From the passage on model temperature trends below, pull out word for word the part that begins at "Figure 8, showing" and ends after "of the models.".

── Extract

Trends in warm extremes
Figure 7 shows the difference in trends between model and observations in TX90p-JJA, related to warm temperature extremes. The European mean biases show a large underestimation of the trends for EC-Earth (− 0.73 %/dec), ECMWF (− 0.59 %/dec) and HadGEM3 (− 0.56 %/dec). In all cases stronger trends, consistent with those found for the trends in the averages, are simulated over Northern Europe, in particular Norway and Sweden. This behaviour is partially observed over Center and West and contrasts with the general underestimation of trends over Iberia, South and East, simulated by all models but CMCC. In these areas large significant differences are found in particular for EC-Earth3, ECMWF and HadGEM3. This aspect (as found for the simple seasonal averages as well) indicates the tendency to reproduce lower trends of warm extremes on the Mediterranean and Black Sea region and slightly larger ones around Northern Sea. In contrast to the other models, CMCC doesn’t present this pattern, showing an overestimation of the trends in all regions with the exception of Eastern Europe. These biases are consistent with those observed for the trends of the average over Center and West, indicating a good representation of the changes in the shape of the distribution. On the other hand over North, South and Iberia a discrepancy is detected, which reveals that for CMCC the number of warm events increases faster than the average maximum temperature. The simulation of a wider distribution is common with the other models over Northern Europe. This similarity is not found for Iberia, South and East, whose trends on TX90p-JJA are underestimated, with values that widely appear stronger than those obtained for the average values. This indicates that these models, and especially HadGEM3, simulate a tendency to a narrower distribution of summer maximum temperature over areas, like Mediterranean and Eastern Europe, where the warm extremes reach concerning values.
Figure 8, showing the difference in absolute trend biases between the HR and LR model configuration, does not show a common pattern. Best improvement in the passage from HR to LR is for MPI (− 0.16 %/dec), in particular for Central and Eastern Europe. At the same time HadGEM3 presents the most intense worsening (+0.25 %/dec), with larger increases of the mean absolute bias over Iberia and Southern Europe. These findings indicate that the reproduction of trends of warm extremes with High Resolution models hasn’t considerably improved over Europe for most of the models.
Summary and conclusions
Six models using their High (HR) and Low Resolution (LR) versions have been compared (over the 1970-2014 period) to E-OBS.hom, a version of the gridded dataset E-OBS based on homogenized daily series (each covering at least 1970-2014) of observed temperatures. The analysis has been performed first on the biases of the seasonal averages and of their trends, focusing on winter minimum temperatures (TNavg-DJF) and summer maximum temperatures (TXavg-JJA) and then on two ETCCDI (ETCCDI 2009) defined indices. These are the percentage of days with minimum temperatures below the 10thpercentile of winter values (’cold nights’, TN10p-DJF) and the percentage of days with maximum temperatures exceeding the 90thpercentile of summer values (’warm day-times’, TX90p-JJA). The percentile thresholds have been calculated using the 1981-2010 period. After the calculation of the trends of the considered indices, for those models with more than one ensemble member (see Table 1), the ensemble mean has been calculated. For each grid-point, average values and trends in the models have been compared to observations and an assessment is made of the difference between the HR and LR model versions. The results have been aggregated over six regions: Iberia, South, East, West, Center and North, see Figs. 1, 2, 3, 4, 5, 6, 7. These ares have been chosen to highlight recurrent behaviours and to allow a thorough analysis of the model performances in different geographical and climatic contexts.

────
── Information given

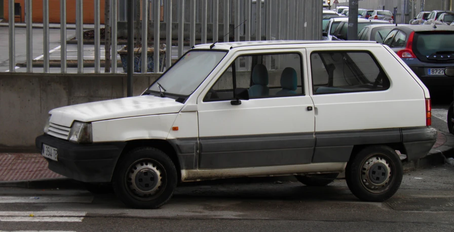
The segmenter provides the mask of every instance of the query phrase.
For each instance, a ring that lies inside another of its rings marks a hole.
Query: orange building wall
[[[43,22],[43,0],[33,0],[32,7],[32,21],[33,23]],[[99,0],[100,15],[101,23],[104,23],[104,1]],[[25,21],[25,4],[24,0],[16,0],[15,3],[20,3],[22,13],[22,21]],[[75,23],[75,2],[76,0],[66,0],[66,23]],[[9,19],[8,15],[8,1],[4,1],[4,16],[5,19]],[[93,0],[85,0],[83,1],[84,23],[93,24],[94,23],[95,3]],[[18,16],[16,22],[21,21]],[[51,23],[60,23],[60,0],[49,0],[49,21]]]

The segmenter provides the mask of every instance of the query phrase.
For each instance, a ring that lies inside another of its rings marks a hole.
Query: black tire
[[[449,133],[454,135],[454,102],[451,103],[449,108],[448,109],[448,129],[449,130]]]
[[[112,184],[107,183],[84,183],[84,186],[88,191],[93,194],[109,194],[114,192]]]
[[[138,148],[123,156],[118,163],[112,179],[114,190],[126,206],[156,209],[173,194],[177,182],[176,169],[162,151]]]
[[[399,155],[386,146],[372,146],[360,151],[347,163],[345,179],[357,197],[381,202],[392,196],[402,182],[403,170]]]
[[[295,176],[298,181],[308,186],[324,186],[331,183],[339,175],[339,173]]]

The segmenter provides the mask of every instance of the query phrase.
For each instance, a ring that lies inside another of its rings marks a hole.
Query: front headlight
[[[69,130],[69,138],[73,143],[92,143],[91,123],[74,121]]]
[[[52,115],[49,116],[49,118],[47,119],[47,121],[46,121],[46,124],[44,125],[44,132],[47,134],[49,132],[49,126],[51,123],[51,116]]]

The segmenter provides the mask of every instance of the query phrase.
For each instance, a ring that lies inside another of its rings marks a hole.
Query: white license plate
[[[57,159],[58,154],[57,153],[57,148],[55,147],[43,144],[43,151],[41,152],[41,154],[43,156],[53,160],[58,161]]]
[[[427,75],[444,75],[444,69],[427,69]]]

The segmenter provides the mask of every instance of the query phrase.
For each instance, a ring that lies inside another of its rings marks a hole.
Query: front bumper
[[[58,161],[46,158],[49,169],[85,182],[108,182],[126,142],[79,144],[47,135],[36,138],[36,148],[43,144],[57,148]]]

────
── Information given

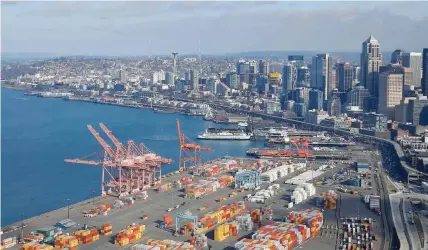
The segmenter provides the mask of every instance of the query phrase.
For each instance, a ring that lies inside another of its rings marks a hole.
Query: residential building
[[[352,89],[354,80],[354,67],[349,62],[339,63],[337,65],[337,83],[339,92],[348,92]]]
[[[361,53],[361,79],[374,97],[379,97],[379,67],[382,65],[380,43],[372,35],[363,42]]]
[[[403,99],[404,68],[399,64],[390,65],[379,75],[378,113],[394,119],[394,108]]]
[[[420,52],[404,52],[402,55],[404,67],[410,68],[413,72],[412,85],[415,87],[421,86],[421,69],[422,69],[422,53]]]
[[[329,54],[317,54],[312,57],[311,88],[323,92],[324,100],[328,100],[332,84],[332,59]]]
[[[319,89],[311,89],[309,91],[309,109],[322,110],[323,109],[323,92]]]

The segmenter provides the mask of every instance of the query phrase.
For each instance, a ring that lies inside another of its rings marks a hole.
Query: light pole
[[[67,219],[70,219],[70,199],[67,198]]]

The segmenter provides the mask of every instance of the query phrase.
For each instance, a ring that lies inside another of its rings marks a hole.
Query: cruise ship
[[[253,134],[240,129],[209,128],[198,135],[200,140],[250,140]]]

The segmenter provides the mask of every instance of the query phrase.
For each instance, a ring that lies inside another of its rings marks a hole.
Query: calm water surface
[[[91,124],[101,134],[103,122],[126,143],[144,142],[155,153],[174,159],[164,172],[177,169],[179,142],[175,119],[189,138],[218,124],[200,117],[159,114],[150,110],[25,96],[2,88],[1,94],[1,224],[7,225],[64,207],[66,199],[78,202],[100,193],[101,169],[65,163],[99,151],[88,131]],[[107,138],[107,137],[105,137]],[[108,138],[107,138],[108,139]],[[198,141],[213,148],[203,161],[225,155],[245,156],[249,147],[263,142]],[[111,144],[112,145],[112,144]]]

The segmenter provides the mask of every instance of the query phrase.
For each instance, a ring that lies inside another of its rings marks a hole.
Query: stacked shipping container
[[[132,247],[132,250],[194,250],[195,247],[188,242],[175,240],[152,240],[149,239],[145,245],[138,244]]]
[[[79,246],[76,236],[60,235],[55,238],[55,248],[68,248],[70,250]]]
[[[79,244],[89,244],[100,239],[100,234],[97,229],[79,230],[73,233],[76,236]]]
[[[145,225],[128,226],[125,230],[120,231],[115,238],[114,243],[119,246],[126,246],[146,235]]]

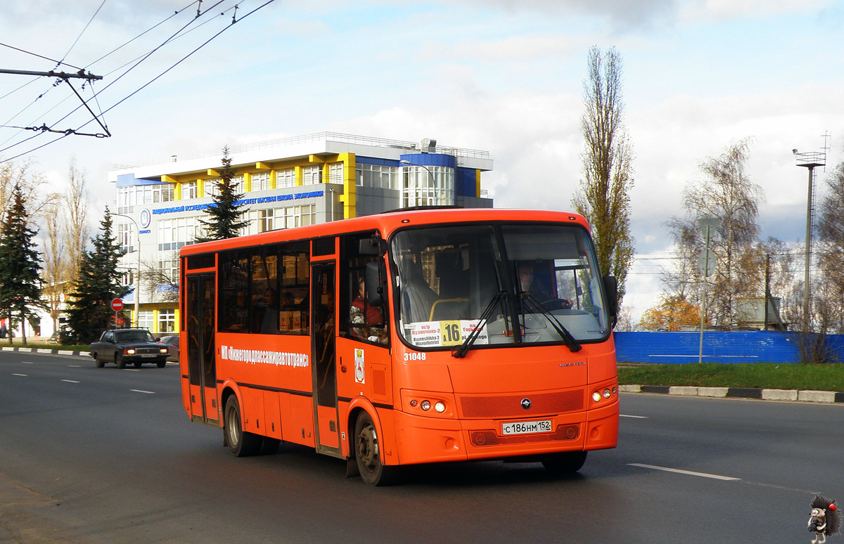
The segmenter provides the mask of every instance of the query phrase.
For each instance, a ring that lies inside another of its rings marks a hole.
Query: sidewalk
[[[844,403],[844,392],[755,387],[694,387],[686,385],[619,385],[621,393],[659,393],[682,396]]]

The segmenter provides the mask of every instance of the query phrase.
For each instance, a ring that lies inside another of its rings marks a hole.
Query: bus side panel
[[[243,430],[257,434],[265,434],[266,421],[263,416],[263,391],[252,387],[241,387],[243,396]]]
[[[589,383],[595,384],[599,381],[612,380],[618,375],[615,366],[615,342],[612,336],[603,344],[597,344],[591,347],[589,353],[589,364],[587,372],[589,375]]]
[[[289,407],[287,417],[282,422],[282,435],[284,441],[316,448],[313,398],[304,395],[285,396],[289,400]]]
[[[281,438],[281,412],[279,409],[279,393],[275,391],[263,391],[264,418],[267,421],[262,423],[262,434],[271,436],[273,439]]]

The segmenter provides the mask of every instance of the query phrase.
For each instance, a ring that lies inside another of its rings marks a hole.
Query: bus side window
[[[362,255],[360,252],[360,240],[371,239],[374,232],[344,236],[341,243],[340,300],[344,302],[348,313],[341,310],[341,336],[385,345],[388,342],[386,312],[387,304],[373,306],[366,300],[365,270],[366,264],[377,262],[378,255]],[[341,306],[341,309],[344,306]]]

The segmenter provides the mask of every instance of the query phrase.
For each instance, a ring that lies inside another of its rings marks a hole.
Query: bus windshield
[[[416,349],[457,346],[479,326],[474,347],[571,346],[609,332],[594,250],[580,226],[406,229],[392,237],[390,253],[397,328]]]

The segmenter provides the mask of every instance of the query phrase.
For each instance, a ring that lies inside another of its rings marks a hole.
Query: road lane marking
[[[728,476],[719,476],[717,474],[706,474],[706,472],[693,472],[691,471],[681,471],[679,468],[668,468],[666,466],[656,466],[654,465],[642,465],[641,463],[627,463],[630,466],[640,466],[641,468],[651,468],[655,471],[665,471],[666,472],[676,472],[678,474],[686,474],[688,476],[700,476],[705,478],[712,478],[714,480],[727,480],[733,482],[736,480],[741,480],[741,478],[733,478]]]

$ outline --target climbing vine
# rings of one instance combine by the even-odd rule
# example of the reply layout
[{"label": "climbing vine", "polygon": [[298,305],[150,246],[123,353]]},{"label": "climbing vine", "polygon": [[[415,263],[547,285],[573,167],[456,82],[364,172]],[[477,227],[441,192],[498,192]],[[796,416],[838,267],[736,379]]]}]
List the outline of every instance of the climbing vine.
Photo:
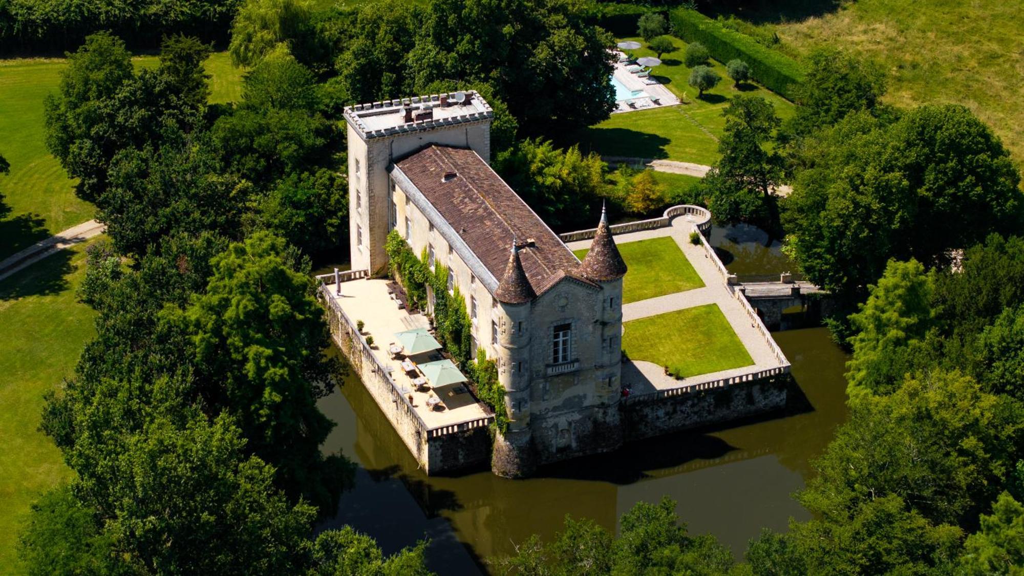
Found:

────

▶ **Correct answer**
Figure 8, showing the difference in absolute trend biases between the HR and LR model configuration, does not show a common pattern. Best improvement in the passage from HR to LR is for MPI (− 0.16 %/dec), in particular for Central and Eastern Europe. At the same time HadGEM3 presents the most intense worsening (+0.25 %/dec), with larger increases of the mean absolute bias over Iberia and Southern Europe. These findings indicate that the reproduction of trends of warm extremes with High Resolution models hasn’t considerably improved over Europe for most of the models.